→ **Challenge A**
In the wading caddy thread below, reproduce word for word the part that opens with the words containing "## jabx1962 (Nov" and closes with "(Oct 20, 2006)".
→ **Challenge B**
According to the wading caddy thread, which company makes the waist/chest pack that fishnstringer uses?
→ **Challenge C**
Extend the forum thread about the wading caddy, picking up after its final sentence.

→ **Given text**
# Stumbled across this wading caddy



## LoLo (Dec 13, 2010)

Ultimate *Wade Fishing Caddy* 

Do any of you have any experience using this.

I cannot find a wading vest big enough for all the stuff i like to take fishing with me and if i do bring all my lures and such its just way to heavy and uncomfortable.So when i seen this i thought Hmmmm now theres an idea.

So what do you think about this product Pro's and Con's if you will


----------



## BustinTops (Aug 31, 2010)

Less is more in my opinion.........things I bring when wading. Rod & reel, stainless needlenose pliers, tweezers, handfull of lures in a ziploc bag, and maybe some kind of small power bar or just something to snack on if your goin for a long wade, and a stringer if you want to keep some fish. I tie the pliers and the tweezers on a 30lb piece of mono and hang them off my wader clip, and just put the lures in the front pocket. If I need to use both hands for something, I just put the butt end, including the reel into the front of my waders.


----------



## LoLo (Dec 13, 2010)

But if you carry tons of stuff like i do cause we all know that some times your top 3 go to lures just dont get it done on certain days.I was just wondering if it is tippy or any other pros or cons.But i do agree less is more


----------



## jabx1962 (Nov 9, 2004)

One of the "Pros" I see is that you could drag some Crab traps with you when you are fishing.

Another is that if you were to drown while fishing, it would be easier to find your body.


----------



## fishnstringer (Oct 20, 2006)

*LoLo,*

I have used a float like that with a large deep cycle battery in it for floundering, and the only real problem was when you had the wind at your back. The float would be in front of you with the wind at your back, or worst case was when you were wading against the wind and changed directions and the wind blew it into you from behind. It would scare the crapola out you! However, you won't have that problem in wade fishing, but I would not want it out in front of me, especially if it contained rods sticking up. I generally do not wade against the wind, due to the backlash problem(casting reel), so this float would not be something I would want to use.
What I do use is a waist/chest pack Patagonia makes that holds more than I can ever use, and it serves, as a day tackle box when on someone else's boat, and is great on a kayak. I always use it, as a chest pack, it will hold three thin bait boxes for hard baits and spoons, plus has pockets for loose items like pliers, snack bar, leader spool, sunscreen, packages of plastics, etc. My wade belt contains my stringer, water, and rod holder. I have rigged my net where I can hook it to the rear of the shoulder strap on the pack when I want to carry one.

→ **Excerpted records**
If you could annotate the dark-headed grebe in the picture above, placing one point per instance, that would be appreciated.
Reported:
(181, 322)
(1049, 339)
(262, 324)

==

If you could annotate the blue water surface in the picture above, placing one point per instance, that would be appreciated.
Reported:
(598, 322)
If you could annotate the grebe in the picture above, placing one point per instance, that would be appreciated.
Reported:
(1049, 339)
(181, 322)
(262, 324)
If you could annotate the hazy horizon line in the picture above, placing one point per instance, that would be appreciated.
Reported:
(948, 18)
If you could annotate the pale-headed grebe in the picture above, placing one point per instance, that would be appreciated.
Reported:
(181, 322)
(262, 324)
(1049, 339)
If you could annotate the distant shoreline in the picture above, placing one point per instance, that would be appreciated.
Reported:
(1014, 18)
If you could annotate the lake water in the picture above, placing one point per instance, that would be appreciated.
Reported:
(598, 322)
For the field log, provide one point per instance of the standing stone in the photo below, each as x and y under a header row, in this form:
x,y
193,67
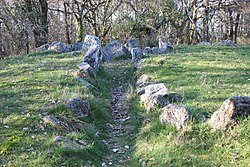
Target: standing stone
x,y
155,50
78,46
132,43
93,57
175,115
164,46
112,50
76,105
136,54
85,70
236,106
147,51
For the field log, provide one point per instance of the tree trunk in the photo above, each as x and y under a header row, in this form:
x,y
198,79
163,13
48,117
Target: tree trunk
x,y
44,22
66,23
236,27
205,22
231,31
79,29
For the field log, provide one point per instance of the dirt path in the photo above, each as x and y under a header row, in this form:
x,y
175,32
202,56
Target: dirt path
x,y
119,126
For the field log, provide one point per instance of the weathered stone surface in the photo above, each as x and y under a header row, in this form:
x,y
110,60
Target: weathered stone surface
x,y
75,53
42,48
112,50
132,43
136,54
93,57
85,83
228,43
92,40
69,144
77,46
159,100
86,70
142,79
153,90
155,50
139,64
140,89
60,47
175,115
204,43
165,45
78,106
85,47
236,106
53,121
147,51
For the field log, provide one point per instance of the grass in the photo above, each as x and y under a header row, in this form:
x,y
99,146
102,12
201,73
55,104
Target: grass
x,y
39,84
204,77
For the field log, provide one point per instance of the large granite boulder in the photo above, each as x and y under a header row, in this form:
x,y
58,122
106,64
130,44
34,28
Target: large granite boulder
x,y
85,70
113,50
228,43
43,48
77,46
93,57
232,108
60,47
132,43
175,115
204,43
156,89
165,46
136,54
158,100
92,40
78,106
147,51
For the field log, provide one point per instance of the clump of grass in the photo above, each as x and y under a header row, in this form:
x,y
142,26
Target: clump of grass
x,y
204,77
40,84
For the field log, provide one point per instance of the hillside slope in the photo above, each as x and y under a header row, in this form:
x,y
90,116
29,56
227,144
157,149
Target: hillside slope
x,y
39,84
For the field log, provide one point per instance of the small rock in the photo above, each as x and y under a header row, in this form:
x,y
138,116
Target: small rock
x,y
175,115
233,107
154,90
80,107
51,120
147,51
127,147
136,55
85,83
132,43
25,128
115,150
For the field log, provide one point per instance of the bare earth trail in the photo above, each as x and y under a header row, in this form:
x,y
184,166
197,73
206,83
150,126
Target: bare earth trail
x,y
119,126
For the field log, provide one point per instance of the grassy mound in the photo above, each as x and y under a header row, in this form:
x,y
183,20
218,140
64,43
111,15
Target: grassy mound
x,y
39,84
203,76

→ **Task answer A**
## jabx1962 (Nov 9, 2004)

One of the "Pros" I see is that you could drag some Crab traps with you when you are fishing.

Another is that if you were to drown while fishing, it would be easier to find your body.


----------



## fishnstringer (Oct 20, 2006)

→ **Task answer B**
Patagonia.

→ **Task answer C**
LoLo said:


> But if you carry tons of stuff like i do cause we all know that some times your top 3 go to lures just dont get it done on certain days.I was just wondering if it is tippy or any other pros or cons.But i do agree less is more


----------



## fishnstringer (Oct 20, 2006)

*Jabx,*

you are a funny man!


jabx1962 said:


> One of the "Pros" I see is that you could drag some Crab traps with you when you are fishing.
> 
> Another is that if you were to drown while fishing, it would be easier to find your body.


----------



## C.Hern5972 (Jul 17, 2009)

Less is more... Way to bulky and to drag around all day.. When wading i have a small velcro pouch that i keep 3-4 plastics already rigged and 2-3 lures in. quick change, no hassle and less too haul around


----------



## fishtale (Aug 24, 2006)

Wouldn't work in the surf with any kind of chop!!! I agree with less in more!!!


----------



## paymerick (May 19, 2010)

If you like it and think it'd work for you, go and get it... I would have back in the day, but I've gone to "less is more" as well... sometimes I don't even take my rod and reel...


----------



## BustinTops (Aug 31, 2010)

sometimes I don't even take my rod and reel...[/QUOTE said:


> I've yet to noodle me a redfish or trout.........


----------



## impulse (Mar 17, 2010)

Hey, everyone fishes different and this looks like a reasonable design of dozens of wading platforms I've seen over the years. I like the idea that it comes with the dry box, cooler bag and rod holders. I hate to wade a mile back to the car just for a drink or sandwich. And no vest I have is great for holding a cell phone during a dunking, even in a ziplock bag.

The major change I would have made is to add horizontal rod storage because I've had too many problems casting into vertical spare rods that drift too close while out of my line of sight. It's a mess.

I'd also put some reflective tape around the perimeter to make it a little safer to wade into and after dusk. Add a small battery and LED light and it may keep you from getting run over. It used to be you were safe in water below your knees, but not any more.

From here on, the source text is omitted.